===== ENTRIES SHOWN =====
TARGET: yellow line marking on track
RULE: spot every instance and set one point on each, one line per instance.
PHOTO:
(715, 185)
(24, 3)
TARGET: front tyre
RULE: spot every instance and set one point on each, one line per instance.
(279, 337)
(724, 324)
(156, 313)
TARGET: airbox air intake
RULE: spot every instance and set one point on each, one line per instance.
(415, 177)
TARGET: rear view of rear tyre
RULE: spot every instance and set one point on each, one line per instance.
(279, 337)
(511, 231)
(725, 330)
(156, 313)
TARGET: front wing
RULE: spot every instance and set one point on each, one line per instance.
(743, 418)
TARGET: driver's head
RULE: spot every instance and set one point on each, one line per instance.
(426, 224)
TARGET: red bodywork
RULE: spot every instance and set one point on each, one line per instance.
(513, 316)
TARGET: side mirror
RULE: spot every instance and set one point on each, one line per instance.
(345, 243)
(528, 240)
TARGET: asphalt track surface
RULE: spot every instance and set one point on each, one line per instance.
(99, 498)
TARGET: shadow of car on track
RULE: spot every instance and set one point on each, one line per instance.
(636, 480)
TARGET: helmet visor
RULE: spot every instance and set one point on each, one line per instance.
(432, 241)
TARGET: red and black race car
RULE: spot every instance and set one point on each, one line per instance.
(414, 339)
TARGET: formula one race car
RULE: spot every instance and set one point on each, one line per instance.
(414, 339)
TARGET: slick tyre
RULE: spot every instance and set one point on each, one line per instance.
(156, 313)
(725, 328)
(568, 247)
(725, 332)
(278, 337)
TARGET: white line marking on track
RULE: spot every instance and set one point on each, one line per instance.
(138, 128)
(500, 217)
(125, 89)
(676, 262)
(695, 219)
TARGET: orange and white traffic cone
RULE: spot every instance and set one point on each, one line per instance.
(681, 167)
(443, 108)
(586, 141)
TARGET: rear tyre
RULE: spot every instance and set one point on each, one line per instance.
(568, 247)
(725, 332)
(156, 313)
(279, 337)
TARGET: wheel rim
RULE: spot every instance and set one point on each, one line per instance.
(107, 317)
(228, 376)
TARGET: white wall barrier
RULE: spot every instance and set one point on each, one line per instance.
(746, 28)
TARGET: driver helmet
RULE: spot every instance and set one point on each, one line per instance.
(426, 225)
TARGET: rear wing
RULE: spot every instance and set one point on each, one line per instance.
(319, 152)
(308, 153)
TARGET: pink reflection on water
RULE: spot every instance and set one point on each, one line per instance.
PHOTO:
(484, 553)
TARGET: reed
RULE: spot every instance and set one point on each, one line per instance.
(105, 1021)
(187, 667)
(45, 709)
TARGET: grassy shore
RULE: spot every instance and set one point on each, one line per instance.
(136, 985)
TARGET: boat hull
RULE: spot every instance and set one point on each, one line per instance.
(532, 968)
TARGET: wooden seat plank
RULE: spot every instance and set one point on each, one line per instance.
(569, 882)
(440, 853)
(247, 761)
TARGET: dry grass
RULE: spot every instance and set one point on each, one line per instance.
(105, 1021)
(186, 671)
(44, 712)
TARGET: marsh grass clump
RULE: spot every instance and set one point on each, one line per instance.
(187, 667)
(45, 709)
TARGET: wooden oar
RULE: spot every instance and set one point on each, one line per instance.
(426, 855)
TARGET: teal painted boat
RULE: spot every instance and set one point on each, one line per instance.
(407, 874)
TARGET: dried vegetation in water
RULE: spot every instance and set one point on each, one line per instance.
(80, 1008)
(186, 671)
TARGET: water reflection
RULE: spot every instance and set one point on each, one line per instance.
=====
* [TO DO]
Locate the lines above that contain "driver" and copy them.

* [RESULT]
TARGET: driver's head
TARGET: driver helmet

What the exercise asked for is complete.